The problem:
Among the entries below, please show each line that carries the word "target".

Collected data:

○ ○ ○ ○ ○

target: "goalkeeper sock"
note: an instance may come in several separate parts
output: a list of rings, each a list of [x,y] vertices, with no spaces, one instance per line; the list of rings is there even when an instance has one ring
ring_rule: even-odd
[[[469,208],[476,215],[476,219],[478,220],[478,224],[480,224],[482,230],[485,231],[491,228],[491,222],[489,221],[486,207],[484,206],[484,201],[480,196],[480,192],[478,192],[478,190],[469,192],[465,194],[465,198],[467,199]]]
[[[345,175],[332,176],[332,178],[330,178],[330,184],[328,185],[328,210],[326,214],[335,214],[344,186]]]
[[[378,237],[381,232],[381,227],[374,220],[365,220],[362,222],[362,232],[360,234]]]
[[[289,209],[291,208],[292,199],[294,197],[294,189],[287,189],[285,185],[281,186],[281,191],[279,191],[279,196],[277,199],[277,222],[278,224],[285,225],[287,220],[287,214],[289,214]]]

○ ○ ○ ○ ○

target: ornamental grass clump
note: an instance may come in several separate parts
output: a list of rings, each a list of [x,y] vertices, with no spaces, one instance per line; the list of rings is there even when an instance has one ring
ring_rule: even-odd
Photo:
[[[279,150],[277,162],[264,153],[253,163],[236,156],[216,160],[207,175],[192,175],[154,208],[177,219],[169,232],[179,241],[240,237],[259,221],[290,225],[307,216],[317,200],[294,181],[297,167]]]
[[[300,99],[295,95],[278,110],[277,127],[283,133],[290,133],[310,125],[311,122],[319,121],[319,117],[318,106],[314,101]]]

○ ○ ○ ○ ○

Output of the exercise:
target: "goalkeeper sock"
target: ornamental grass clump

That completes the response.